*Task*. Give again, word for word, each line below starting at the one that contains "[output] one dot per instance, form <point>405,367</point>." and ending at the one that contains "[output] one dot per instance, form <point>5,85</point>.".

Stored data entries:
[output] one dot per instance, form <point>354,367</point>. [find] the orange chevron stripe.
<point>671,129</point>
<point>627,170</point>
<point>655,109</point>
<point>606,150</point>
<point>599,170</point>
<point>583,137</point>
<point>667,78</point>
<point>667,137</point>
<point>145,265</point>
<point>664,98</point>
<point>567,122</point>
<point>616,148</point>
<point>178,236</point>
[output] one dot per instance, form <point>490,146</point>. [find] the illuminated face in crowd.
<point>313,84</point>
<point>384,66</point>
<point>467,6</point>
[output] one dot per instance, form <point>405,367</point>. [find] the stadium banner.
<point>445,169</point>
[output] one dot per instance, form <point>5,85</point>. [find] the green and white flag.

---

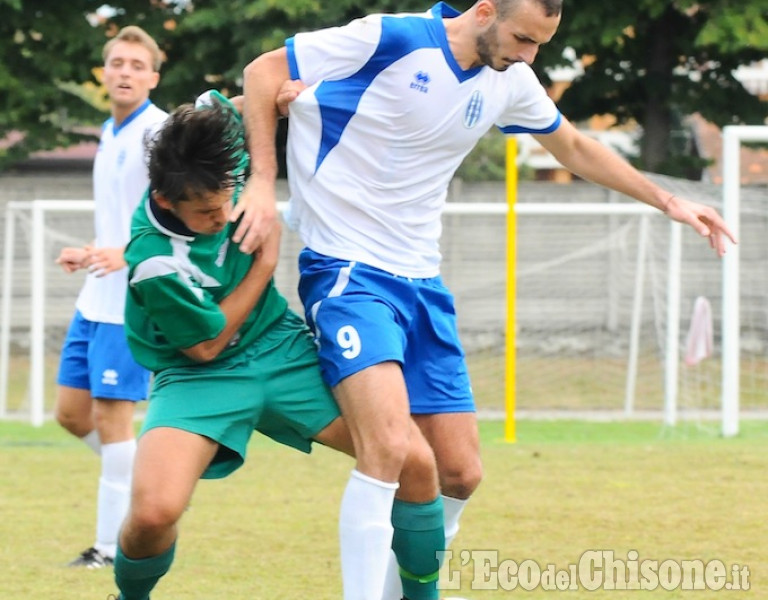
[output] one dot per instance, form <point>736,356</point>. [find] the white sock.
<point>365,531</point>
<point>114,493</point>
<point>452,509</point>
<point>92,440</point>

* * *

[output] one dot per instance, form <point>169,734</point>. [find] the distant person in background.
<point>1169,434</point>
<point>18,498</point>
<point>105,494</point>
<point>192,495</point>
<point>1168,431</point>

*Exercise response*.
[output] one dot per instance, form <point>405,367</point>. [find] the stadium banner.
<point>445,169</point>
[output] one dot per instance, form <point>5,85</point>. [find] the green and white flag.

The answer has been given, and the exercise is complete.